* [Your goal]: At the line containing "Query: pine tree", begin setting down the entries exactly, and stop only after the last line.
——————————
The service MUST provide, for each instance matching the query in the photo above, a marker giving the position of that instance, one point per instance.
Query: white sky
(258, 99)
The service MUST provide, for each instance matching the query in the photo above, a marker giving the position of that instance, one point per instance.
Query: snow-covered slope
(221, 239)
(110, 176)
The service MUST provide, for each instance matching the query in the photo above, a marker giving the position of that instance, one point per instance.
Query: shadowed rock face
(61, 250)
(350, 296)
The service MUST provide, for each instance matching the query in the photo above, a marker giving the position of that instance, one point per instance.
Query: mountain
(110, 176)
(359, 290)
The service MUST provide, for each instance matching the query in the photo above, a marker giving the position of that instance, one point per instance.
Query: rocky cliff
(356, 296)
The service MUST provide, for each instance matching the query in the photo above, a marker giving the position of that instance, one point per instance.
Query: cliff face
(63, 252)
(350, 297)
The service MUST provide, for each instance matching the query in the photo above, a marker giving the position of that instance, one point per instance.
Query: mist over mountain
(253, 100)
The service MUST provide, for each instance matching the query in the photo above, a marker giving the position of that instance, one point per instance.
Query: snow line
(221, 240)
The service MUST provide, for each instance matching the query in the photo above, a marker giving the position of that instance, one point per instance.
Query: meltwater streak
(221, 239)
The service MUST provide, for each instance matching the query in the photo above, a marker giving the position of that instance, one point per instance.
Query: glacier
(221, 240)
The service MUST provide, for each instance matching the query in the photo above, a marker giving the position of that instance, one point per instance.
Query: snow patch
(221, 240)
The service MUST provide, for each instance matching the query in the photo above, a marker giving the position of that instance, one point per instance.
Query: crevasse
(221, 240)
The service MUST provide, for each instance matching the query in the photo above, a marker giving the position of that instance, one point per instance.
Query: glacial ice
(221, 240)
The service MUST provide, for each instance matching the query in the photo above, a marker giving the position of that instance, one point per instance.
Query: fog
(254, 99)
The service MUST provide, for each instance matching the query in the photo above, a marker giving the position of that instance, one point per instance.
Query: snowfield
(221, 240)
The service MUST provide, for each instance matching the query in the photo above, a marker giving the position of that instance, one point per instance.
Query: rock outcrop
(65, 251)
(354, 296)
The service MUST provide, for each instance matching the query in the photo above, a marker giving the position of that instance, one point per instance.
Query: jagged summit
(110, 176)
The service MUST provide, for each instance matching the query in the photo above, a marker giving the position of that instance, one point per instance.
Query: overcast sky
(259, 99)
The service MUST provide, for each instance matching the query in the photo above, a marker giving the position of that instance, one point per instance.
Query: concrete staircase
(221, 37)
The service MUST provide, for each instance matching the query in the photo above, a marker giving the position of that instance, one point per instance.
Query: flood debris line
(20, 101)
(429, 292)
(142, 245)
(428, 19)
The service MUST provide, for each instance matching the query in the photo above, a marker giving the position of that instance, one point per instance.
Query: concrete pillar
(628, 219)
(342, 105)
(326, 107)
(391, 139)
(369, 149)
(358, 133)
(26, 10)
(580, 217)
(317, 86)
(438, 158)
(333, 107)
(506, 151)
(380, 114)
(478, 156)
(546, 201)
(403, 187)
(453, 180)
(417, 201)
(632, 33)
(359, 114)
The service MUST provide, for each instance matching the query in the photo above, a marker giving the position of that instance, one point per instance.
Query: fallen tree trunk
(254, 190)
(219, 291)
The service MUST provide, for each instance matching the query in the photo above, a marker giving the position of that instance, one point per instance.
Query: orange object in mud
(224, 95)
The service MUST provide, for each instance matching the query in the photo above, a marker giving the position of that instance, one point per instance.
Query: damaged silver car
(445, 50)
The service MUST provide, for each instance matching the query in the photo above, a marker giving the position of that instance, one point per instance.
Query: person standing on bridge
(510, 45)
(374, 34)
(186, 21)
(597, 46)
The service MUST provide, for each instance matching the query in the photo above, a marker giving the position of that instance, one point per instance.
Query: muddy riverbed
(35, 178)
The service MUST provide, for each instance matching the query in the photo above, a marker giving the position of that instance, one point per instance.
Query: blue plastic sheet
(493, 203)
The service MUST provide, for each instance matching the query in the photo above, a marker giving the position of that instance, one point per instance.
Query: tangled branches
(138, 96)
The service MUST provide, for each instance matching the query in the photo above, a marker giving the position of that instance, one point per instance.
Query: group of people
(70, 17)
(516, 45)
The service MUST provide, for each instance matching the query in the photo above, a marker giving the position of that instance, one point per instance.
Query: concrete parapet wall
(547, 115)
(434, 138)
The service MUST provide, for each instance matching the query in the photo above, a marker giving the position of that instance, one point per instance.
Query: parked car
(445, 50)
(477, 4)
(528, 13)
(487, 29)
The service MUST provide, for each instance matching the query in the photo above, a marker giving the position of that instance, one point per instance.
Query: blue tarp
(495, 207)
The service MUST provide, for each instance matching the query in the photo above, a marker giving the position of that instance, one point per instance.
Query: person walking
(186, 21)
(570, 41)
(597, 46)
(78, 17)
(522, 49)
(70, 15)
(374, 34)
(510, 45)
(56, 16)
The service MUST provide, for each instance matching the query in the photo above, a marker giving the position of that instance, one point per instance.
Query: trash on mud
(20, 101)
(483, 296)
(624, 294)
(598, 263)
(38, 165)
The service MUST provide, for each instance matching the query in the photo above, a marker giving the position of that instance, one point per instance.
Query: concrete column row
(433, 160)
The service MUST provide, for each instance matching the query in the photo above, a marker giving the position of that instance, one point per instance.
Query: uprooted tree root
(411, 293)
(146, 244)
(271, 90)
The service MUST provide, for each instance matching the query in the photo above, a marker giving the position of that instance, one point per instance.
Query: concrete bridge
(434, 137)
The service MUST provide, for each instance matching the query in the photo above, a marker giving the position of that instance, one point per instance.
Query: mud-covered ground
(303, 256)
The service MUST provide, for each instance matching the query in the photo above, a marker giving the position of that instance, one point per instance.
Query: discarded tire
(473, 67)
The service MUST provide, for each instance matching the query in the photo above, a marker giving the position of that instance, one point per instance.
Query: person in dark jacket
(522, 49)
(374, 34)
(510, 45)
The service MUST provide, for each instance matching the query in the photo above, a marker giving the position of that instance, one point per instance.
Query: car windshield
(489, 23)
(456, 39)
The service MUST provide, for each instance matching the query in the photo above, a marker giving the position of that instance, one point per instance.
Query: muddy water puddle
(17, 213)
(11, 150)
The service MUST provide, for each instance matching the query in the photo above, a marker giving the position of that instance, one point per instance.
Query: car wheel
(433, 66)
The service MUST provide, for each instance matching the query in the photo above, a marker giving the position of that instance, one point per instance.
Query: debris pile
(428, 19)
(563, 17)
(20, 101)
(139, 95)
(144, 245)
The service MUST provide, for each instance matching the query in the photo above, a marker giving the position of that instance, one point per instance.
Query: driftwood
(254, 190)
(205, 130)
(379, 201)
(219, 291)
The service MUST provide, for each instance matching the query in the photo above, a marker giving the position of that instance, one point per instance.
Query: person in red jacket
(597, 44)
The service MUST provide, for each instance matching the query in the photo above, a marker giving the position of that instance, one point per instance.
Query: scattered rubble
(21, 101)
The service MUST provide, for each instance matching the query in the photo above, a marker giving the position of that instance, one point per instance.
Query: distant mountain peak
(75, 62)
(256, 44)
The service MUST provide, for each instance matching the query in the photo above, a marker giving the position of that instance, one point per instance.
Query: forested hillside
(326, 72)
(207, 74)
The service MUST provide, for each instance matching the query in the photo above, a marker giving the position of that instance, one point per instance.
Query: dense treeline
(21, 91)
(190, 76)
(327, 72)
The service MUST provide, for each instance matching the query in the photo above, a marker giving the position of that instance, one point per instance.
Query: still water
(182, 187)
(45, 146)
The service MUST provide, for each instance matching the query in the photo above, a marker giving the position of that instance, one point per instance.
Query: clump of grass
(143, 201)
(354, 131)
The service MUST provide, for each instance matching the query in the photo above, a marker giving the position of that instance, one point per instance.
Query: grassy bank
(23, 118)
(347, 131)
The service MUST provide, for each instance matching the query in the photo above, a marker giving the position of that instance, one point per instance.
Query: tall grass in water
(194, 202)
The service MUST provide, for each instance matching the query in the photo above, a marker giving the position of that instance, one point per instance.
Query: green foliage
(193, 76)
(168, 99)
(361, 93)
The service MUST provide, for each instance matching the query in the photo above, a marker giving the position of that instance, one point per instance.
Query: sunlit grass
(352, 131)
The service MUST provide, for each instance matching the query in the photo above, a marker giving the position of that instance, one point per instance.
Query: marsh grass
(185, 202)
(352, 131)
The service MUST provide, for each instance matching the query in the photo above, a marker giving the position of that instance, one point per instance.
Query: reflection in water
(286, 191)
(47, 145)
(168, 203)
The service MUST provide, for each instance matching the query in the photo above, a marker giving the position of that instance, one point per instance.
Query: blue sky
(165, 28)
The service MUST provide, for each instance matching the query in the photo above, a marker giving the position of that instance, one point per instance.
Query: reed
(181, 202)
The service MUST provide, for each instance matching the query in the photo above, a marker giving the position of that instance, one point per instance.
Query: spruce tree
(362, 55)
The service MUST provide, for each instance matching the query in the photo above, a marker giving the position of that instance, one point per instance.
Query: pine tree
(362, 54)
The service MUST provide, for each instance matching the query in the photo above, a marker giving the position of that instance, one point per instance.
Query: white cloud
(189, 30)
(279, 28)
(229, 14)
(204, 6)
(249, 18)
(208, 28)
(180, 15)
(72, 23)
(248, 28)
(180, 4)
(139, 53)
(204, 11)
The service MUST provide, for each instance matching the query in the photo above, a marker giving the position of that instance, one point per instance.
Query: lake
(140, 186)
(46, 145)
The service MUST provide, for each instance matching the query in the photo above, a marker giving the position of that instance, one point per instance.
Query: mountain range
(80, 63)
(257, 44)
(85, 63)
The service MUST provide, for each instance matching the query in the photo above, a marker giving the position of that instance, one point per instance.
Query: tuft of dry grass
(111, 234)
——————————
* [Your response]:
Query: pine tree
(362, 54)
The service MUST provide, for each instance matching the query in the photo above, a marker giving the position of that instance, one point per instance.
Query: white cloud
(189, 30)
(279, 28)
(229, 14)
(204, 6)
(249, 18)
(208, 28)
(180, 15)
(72, 23)
(248, 28)
(180, 4)
(139, 53)
(204, 11)
The service MUST provide, for each instance matching the query in the photo above, a marker giving the position of that instance, one point per instance.
Query: lake
(140, 186)
(46, 145)
The service MUST provide, for each instance matching the query in the photo above, a marker giving the position of that instance, one point per instance.
Query: mountain range
(80, 63)
(257, 44)
(85, 63)
The service MUST provide, for each instance matching the query in the photo above, a marker giving the position of that instance, one point per instance.
Query: tuft of dry grass
(111, 234)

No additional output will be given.